▸ Task
Render as a Markdown table only the lines of the material starting at the line containing "Using the image provided, detect the plant" and ending with the final line of the material, both included. Use the columns Row and Line, numbering each row and omitting blank lines.

▸ Task inputs

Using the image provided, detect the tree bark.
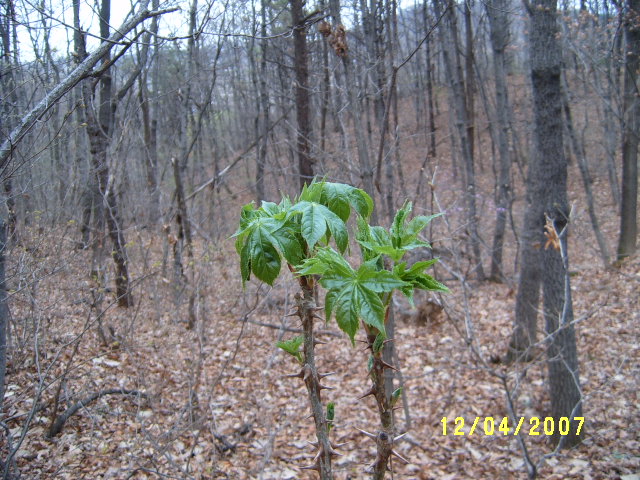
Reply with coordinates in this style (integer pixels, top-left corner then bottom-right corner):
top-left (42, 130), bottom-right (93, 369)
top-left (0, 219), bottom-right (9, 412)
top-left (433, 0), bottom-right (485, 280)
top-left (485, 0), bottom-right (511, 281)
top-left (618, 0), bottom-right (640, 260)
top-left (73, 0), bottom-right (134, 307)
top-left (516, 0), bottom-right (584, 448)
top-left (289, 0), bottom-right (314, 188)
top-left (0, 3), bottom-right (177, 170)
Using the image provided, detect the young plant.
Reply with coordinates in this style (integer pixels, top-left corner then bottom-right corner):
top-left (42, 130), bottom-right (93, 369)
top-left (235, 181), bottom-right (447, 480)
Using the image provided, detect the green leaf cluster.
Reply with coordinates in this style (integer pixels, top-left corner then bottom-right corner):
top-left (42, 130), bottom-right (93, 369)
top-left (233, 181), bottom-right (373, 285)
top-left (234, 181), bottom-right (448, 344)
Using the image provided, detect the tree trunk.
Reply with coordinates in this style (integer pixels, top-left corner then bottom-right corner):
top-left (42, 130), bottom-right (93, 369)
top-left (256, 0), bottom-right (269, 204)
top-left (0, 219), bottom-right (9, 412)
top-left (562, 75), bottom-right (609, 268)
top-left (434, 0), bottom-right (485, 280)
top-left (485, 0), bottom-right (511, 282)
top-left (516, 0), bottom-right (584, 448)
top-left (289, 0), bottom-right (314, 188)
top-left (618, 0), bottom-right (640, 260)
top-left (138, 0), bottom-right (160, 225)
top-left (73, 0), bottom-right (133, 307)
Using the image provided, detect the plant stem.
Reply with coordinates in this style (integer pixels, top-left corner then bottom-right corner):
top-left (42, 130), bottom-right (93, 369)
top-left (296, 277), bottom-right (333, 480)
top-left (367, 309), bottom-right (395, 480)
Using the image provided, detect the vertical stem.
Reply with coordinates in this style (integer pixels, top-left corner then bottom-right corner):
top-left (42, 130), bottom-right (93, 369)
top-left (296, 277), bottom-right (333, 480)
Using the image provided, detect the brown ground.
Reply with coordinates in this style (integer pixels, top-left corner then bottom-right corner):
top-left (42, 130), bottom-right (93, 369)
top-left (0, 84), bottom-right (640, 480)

▸ Final result
| Row | Line |
|---|---|
| 1 | Using the image provided, detect the plant stem. |
| 2 | Reply with coordinates in this style (integer pixels, top-left corner then bottom-right corner): |
| 3 | top-left (42, 130), bottom-right (93, 369) |
| 4 | top-left (296, 277), bottom-right (333, 480) |
| 5 | top-left (367, 309), bottom-right (395, 480) |
| 6 | Using the image provided, detect the vertical stem. |
| 7 | Reply with coordinates in this style (integer pixels, top-left corner then bottom-right corner): |
| 8 | top-left (42, 130), bottom-right (93, 369) |
| 9 | top-left (296, 277), bottom-right (333, 480) |
| 10 | Using the image provided, detect the brown ground. |
| 11 | Reply with coordinates in this style (integer pixels, top-left corner then bottom-right corner): |
| 12 | top-left (42, 130), bottom-right (93, 369) |
| 13 | top-left (0, 84), bottom-right (640, 480) |